*PASSAGE TO READ:*
···

Property-based testing¶
Suppose a function \(f(x)\) has a property that \(f(x) > 0\) for all \(x\). A property-based test would verify that f(x) — the code implementation of \(f(x)\) — returns positive output for multiple values of \(x\). The hypothesis package simplifies property-based testing for Python.
Best practices¶
The following list contains suggested practices for testing scientific software and making tests easier to run and maintain. These guidelines are not rigid, and should be treated as general principles should be balanced with each other rather than absolute principles.
Run tests frequently for continual feedback. If we edit a single section of code and discover a new test failure, then we know that the problem is related to that section of code. If we edit numerous sections of code before running tests, then we will have a much harder time isolating the section of code causing problems.
Turn bugs into test cases. It is said that “every every bug exists because of a missing test” . After finding a bug, write a minimal failing test that reproduces that bug. Then fix the bug to get the test to pass. Keeping the new test in the test suite will prevent the same bug from being introduced again. Because bugs tend to be clustered around each other, consider adding tests related to the functionality affected by the bug.
Make tests fast. Tests are most valuable when they provide immediate feedback. A test suite that takes a long time to run increases the probability that we will lose track of what we are doing and slows down progress.
Tip
Decorate tests with @pytest.mark.slow if they take ≳0.3 seconds.
@pytest.mark.slow def test_calculate_all_primes() -> None: calculate_all_primes()
Write tests that are easy to understand and change. To fully understand a test failure or modify existing functionality, a contributor will need to understand both the code being tested and the code that is doing the testing. Test code that is difficult to understand makes it harder to fix bugs, especially if the error message is missing or hard to understand, or if the bug is in the test itself. When test code is difficult to change, it is harder to change the corresponding production code. Test code should therefore be kept as high quality as production code.
Write code that is easy to test. Write short functions that do exactly one thing with no side effects. Break up long functions into multiple functions that are smaller and more focused. Use pure functions rather than functions that change the underlying state of the system or depend on non-local variables. Use test-driven development and write tests before writing the code to be tested. When a section of code is difficult to test, consider refactoring it to make it easier to test.
Separate easy-to-test code from hard-to-test code. Some functionality is inherently hard to test, such as graphical user interfaces. Often the hard-to-test behavior depends on particular functionality that is easy to test, such as function calls that return a well-determined value. Separating the hard-to-test code from the easy-to-test code maximizes the amount of code that can be tested thoroughly and isolates the code that must be tested manually. This strategy is known as the Humble Object pattern.

···

*ACTIONS TO TAKE:*
[1] In the testing guidelines, what name is given to the strategy of separating hard-to-test code from easy-to-test code?
[2] Quote the testing guidelines from "Property-based testing¶" up to and including "than absolute principles.".
[3] Render this sentence from the testing guidelines in Spanish: "Tests are most valuable when they provide immediate feedback."

[Excerpts from point annotation data]
···

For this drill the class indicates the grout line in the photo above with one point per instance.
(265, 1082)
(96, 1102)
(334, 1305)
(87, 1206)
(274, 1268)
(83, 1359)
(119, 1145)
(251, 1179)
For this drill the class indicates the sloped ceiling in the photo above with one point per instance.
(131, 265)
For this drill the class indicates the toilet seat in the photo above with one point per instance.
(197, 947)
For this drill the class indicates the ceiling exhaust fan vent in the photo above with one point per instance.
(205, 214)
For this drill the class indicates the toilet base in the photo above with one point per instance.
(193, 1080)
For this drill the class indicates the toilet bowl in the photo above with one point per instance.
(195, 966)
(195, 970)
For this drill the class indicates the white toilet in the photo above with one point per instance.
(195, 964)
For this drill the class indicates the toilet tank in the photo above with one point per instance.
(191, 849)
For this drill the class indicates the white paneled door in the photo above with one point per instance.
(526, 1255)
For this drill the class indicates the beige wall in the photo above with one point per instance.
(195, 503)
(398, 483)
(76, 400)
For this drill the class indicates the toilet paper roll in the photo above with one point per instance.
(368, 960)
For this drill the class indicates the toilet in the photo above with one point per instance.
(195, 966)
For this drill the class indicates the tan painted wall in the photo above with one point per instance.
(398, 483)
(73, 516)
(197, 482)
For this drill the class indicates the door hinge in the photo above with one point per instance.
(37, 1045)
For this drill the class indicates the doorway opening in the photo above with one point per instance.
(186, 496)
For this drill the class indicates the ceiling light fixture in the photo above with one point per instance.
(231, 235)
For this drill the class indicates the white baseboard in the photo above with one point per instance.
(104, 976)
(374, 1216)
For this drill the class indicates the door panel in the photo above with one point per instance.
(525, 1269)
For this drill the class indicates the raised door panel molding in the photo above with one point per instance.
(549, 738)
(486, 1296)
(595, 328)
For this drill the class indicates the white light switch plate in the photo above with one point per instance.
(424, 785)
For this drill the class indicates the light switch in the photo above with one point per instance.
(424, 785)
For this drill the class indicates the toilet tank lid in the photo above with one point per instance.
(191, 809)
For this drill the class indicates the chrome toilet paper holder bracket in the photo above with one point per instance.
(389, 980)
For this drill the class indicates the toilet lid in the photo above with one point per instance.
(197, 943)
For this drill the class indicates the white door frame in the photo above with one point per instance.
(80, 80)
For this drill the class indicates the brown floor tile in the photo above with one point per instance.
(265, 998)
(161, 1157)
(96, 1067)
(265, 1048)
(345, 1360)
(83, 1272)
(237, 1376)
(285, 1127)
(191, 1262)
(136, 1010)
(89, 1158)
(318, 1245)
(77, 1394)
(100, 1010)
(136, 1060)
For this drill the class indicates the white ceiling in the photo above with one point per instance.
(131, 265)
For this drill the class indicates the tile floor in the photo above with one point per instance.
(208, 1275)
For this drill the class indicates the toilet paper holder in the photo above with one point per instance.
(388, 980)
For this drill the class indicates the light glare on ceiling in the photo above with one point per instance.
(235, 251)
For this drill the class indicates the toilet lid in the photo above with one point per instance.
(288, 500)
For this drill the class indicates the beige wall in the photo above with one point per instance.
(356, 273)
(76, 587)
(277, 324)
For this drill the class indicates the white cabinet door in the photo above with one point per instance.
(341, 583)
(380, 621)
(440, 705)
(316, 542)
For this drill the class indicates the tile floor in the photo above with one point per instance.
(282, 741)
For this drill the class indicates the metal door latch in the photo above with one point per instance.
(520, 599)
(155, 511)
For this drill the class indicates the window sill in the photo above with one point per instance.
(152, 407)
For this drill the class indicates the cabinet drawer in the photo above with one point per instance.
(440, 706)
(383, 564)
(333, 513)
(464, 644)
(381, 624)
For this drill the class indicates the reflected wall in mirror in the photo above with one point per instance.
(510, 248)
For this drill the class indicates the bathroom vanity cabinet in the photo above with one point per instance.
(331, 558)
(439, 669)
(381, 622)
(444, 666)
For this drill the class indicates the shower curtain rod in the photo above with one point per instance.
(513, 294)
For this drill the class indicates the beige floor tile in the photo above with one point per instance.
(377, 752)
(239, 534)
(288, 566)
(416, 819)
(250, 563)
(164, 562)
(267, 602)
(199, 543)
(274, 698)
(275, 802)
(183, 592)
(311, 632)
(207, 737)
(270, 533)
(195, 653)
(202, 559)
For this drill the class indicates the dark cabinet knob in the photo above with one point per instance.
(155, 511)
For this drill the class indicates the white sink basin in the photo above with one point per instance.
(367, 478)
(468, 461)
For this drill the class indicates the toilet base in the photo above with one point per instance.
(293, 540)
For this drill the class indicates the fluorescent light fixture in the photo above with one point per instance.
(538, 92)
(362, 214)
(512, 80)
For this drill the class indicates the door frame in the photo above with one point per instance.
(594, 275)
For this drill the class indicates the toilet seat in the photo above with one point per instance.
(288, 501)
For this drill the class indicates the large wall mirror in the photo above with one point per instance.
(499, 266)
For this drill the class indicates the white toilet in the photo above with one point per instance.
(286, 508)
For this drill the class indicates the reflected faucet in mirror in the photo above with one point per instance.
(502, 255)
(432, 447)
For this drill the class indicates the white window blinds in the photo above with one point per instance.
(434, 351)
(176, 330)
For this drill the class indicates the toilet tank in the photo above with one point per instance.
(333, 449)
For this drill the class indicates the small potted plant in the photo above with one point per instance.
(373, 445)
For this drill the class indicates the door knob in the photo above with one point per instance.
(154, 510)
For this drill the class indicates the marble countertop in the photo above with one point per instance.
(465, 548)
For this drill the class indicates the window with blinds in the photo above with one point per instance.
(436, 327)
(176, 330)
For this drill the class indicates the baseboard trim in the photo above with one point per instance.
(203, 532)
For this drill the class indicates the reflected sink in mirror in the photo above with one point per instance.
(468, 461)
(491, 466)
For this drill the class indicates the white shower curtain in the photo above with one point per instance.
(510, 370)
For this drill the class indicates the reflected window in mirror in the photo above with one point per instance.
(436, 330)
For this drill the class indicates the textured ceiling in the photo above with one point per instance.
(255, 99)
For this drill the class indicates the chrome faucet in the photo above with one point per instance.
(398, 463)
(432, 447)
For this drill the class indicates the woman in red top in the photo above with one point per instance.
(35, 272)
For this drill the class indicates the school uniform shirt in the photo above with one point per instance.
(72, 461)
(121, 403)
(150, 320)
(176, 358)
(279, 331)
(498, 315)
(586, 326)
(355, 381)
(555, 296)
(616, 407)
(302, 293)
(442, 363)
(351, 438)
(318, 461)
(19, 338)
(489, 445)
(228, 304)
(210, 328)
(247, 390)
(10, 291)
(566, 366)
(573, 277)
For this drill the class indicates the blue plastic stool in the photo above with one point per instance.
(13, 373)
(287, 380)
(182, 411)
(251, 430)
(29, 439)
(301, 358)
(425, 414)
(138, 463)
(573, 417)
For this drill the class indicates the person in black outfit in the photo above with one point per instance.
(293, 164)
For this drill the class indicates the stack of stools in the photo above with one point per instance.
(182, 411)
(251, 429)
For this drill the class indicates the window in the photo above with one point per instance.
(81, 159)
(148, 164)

···

*FINAL ANSWERS:*
[1] The Humble Object pattern.

[2]
Property-based testing¶
Suppose a function \(f(x)\) has a property that \(f(x) > 0\) for all \(x\). A property-based test would verify that f(x) — the code implementation of \(f(x)\) — returns positive output for multiple values of \(x\). The hypothesis package simplifies property-based testing for Python.
Best practices¶
The following list contains suggested practices for testing scientific software and making tests easier to run and maintain. These guidelines are not rigid, and should be treated as general principles should be balanced with each other rather than absolute principles.

[3] Las pruebas son más valiosas cuando proporcionan retroalimentación inmediata.